--- START OF Selected extract ---

To run CLD, the CGI script should look something like the following. (The pathnames may need to be different in your environment):

#!/usr/local/bin/python

import site
site.addsitedir('/usr/local/seal/python')

from seal.cld.toplevel import CLDManager
mgr = CLDManager('/usr/local/cld/corpus.cld',
                 auth_dir='/usr/local/cld/auth',
                 log_file='/usr/local/cld/log',
                 logging='all')
mgr.cgi()

For debugging, examine the log file. Its pathname is given in the CGI script.

Configuration

Configuration file

The configuration file may be stored in a file, or it may be provided on the command line, or as created as a dict in Python. It is passed to the App constructor.

A complete list of configuration variables is provided in the section Configuration keys. One may also wish to refer to the list of Logging conditions.

Password and session files

To enable password protection, one requires a password file and sessions file. These are plain-text files named ‘users.txt’ and ‘sessions.txt’ in the server_dir. They should be readable by httpd, but not world-readable. They should absolutely not be under htdocs.

--- END OF Selected extract ---
--- START OF Given information ---

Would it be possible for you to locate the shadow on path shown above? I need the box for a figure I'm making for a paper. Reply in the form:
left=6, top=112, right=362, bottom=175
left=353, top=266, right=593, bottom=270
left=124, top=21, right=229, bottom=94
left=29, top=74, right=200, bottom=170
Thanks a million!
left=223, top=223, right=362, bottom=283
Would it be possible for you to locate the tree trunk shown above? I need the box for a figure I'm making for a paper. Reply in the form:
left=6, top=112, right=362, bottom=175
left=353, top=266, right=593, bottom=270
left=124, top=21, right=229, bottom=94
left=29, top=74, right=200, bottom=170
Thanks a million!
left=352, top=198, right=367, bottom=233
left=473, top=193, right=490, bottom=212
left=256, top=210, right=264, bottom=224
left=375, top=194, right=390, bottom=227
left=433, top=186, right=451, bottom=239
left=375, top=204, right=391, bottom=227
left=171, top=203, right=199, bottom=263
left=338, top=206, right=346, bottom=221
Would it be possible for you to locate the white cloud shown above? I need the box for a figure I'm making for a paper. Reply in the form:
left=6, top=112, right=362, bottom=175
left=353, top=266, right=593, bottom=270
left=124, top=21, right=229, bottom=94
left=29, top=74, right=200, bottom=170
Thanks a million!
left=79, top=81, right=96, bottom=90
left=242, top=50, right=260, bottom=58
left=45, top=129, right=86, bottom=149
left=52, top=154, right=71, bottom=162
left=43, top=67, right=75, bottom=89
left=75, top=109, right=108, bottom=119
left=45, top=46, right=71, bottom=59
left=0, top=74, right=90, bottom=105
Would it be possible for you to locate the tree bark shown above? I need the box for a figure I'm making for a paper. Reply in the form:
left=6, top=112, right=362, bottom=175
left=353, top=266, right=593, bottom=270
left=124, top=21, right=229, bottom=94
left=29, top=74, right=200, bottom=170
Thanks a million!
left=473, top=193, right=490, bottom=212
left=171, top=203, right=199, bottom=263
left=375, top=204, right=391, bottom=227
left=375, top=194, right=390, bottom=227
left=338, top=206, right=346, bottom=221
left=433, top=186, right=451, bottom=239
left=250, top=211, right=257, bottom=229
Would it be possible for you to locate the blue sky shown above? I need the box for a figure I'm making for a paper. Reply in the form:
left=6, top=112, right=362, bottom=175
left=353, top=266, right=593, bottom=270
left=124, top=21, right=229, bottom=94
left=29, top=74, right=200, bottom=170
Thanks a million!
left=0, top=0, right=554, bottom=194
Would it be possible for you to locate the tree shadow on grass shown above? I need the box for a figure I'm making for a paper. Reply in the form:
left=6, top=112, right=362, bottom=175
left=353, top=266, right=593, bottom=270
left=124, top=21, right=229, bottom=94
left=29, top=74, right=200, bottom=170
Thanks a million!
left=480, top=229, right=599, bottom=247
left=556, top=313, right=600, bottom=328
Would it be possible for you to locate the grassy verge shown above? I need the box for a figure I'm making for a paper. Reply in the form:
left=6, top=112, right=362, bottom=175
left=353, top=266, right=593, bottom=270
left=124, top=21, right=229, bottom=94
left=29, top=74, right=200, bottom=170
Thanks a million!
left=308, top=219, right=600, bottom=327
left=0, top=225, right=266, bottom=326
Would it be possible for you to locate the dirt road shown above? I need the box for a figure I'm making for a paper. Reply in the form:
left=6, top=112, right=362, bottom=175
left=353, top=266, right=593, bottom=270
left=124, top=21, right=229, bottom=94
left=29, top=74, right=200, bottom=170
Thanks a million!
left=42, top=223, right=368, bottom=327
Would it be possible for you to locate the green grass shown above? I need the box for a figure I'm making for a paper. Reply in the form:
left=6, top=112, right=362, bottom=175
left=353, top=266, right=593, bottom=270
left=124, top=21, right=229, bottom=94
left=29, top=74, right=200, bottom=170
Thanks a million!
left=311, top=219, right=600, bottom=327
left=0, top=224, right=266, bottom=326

--- END OF Given information ---

To-do list:
[1] In the CLD setup text, what are the names of the password file and the sessions file?
[2] Please set down the part of the CLD setup text starting with "For debugging, examine" and going on through "the App constructor.".
[3] Carry the CLD setup text forward from its final sentence.

Answers by task:
[1] They are 'users.txt' and 'sessions.txt'.

[2]
For debugging, examine the log file. Its pathname is given in the CGI script.

Configuration

Configuration file

The configuration file may be stored in a file, or it may be provided on the command line, or as created as a dict in Python. It is passed to the App constructor.

[3]
The password file contains one line for each user. The fields are the user name, the salt, and the password hash value. The sessions file also contains one line for each user; its fields are user name, token, expiration, and client address.

The ‘auth’ script can be used to manage them. Here are examples of the commands:

$ auth ls
$ auth set <i>user</i>
$ auth check <i>user</i>
$ auth delete <i>user</i>

All of the commands print out the locations of the password file and the sessions file.

  • The ‘ls’ command simply lists the user names

  • The ‘set’ command prompts for a (new) password, and sets the password for the user. It also deletes any active session that the user may have.

  • The ‘check’ command prompts for a password and indicates whether or not it is correct.

  • The ‘delete’ command deletes a user from both the password and sessions files.